Prompt 1: Reproduce the passage on Arendt's Little Rock essay word for word, beginning with "It was not merely" and ending after "bridge too far.".
Prompt 2: How many lines of the entries contain the string "wall", with case counting? Reply with the number only.

Page text:
__________
Just as Arendt envisioned, the ideology that calls itself anti-racist has steadily expanded to demand the leveling of inequity in ever more and further flung domains—however ill-suited to analysis in racial categories—while doing depressingly little to correct concrete injustices or materially assist the disadvantaged. It has also formed an alarming alliance with corporate business interests, especially in the technology sector, that stand to benefit from the flattening of hierarchical or exclusive social institutions (such as labor unions) and the elimination of laws designed to protect them. Yet this is not, as many liberals would like to believe, merely the radical perversion of an earlier virtuous doctrine, the corruption of civil rights by “identity politics.” Nor is this malaise imported from abroad, via Frankfurt and Paris, as conservatives tell the story. The truth is more difficult to accept: Anti-racists of the woke left are consummating a dangerous potential that Arendt recognized was always latent in the rhetoric of civil rights and the American conception of equality, but is only now being fully realized.

Arendt’s essay was born in controversy from which it has never escaped. Commissioned by the editors of Commentary in October 1957, as the 101st Airborne Division was integrating Little Rock Central High, the product Arendt eventually delivered made them balk. After months of negotiations came to nothing but further indecision, and rumors began swirling in New York intellectual circles, she angrily withdrew the piece and briefly considered filing it away permanently. But when the fight over Little Rock’s public schools turned into a protracted legal battle, and civil rights in education became a liberal cause célèbre, she finally relented to a petition from Irving Howe’s Dissent. “Recent developments,” she wrote, “have convinced me that the routine repetition of liberal clichés may be even more dangerous than I thought a year ago.”

The response was immediate and irate. To begin with, the editors of Dissent printed a disclaimer above the article explaining that they had chosen to air it in public solely on free-speech grounds and not on the merits of Arendt’s views, which they considered “entirely mistaken.” One of two respondents whose critical replies followed below asked whether it was all “a horrible joke.” The socialist philosopher Sidney Hook, in a breathless letter, deemed Arendt’s views so “extreme” as to “seem incredible to those who have a sincere desire to win the struggle against segregation.” Nor have the intervening years assuaged American consciences: Even Arendt’s champions in academia and the center-left intelligentsia (where she has long enjoyed celebrity status) are hardly more sympathetic today. Yale’s Seyla Benhabib, in an otherwise admiring 1996 study, articulated the prevailing attitude toward “Reflections on Little Rock” when she pronounced it a “painfully self-contradictory” failure.

It was not merely that Arendt had dared to question President Eisenhower’s desegregation policy in what was, after all, a socialist magazine. What touched a nerve was her argument that the effort to overturn Jim Crow by eliminating social prejudice—or “discrimination,” as it was then coming to be called—was gravely misconceived. Arendt did not defend legally enforced segregation; far from it, she openly lamented that Southerners’ contemptuous treatment of their Black neighbors and fellow citizens had ushered the country into a potentially fatal constitutional crisis. But she was unabashed in her refusal to use the word “discrimination” as a pejorative. For her audience on the American left, this was a bridge too far.
__________
Working data:
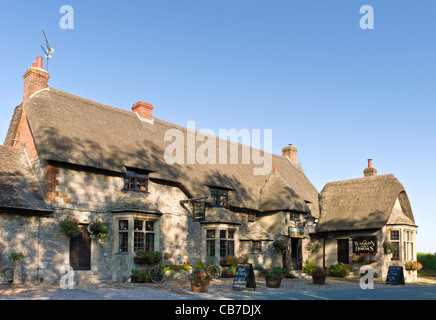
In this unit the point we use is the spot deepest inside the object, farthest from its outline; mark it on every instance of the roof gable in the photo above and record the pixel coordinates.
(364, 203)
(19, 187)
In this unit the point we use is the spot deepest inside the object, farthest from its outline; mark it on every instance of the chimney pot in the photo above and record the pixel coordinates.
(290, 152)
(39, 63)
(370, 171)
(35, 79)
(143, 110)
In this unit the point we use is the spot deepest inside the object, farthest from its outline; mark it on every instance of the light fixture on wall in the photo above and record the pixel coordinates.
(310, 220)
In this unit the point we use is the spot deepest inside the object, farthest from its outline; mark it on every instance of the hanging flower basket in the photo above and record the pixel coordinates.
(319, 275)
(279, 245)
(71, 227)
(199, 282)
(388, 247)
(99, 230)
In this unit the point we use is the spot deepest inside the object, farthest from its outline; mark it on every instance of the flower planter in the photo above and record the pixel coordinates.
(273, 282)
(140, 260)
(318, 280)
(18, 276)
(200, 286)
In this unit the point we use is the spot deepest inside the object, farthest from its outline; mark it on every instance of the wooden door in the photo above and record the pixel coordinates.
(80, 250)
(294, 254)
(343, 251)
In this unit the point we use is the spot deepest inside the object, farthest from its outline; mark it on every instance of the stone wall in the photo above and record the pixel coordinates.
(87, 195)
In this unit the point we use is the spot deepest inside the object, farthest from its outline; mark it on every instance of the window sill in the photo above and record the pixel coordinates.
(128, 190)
__________
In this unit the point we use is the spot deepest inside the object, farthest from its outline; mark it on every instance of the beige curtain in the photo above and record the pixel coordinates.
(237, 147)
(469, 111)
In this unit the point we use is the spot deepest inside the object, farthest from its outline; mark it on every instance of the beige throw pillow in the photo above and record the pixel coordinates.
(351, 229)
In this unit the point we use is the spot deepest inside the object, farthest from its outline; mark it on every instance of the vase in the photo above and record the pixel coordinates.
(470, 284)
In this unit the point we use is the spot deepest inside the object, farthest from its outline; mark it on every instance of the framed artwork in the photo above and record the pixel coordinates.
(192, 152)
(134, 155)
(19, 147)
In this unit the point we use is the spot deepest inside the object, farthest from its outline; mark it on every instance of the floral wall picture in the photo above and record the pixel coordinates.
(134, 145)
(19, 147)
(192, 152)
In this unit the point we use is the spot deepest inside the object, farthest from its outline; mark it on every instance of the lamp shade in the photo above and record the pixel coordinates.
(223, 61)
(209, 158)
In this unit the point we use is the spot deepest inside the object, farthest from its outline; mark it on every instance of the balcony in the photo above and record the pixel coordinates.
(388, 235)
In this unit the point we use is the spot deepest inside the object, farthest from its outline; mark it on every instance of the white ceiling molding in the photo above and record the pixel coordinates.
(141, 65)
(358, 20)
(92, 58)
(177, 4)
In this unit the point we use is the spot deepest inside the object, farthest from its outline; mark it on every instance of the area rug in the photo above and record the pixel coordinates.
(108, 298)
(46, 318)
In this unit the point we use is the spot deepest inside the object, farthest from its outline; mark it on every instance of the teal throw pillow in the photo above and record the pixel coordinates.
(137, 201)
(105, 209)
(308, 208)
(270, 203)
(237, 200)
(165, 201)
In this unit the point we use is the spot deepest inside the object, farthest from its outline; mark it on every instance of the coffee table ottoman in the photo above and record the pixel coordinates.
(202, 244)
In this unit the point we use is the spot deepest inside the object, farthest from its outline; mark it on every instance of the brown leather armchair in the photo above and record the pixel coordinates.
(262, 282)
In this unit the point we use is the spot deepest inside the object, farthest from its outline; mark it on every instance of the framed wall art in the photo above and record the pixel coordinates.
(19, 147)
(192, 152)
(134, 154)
__________
Task result 1:
It was not merely that Arendt had dared to question President Eisenhower’s desegregation policy in what was, after all, a socialist magazine. What touched a nerve was her argument that the effort to overturn Jim Crow by eliminating social prejudice—or “discrimination,” as it was then coming to be called—was gravely misconceived. Arendt did not defend legally enforced segregation; far from it, she openly lamented that Southerners’ contemptuous treatment of their Black neighbors and fellow citizens had ushered the country into a potentially fatal constitutional crisis. But she was unabashed in her refusal to use the word “discrimination” as a pejorative. For her audience on the American left, this was a bridge too far.

Task result 2: 4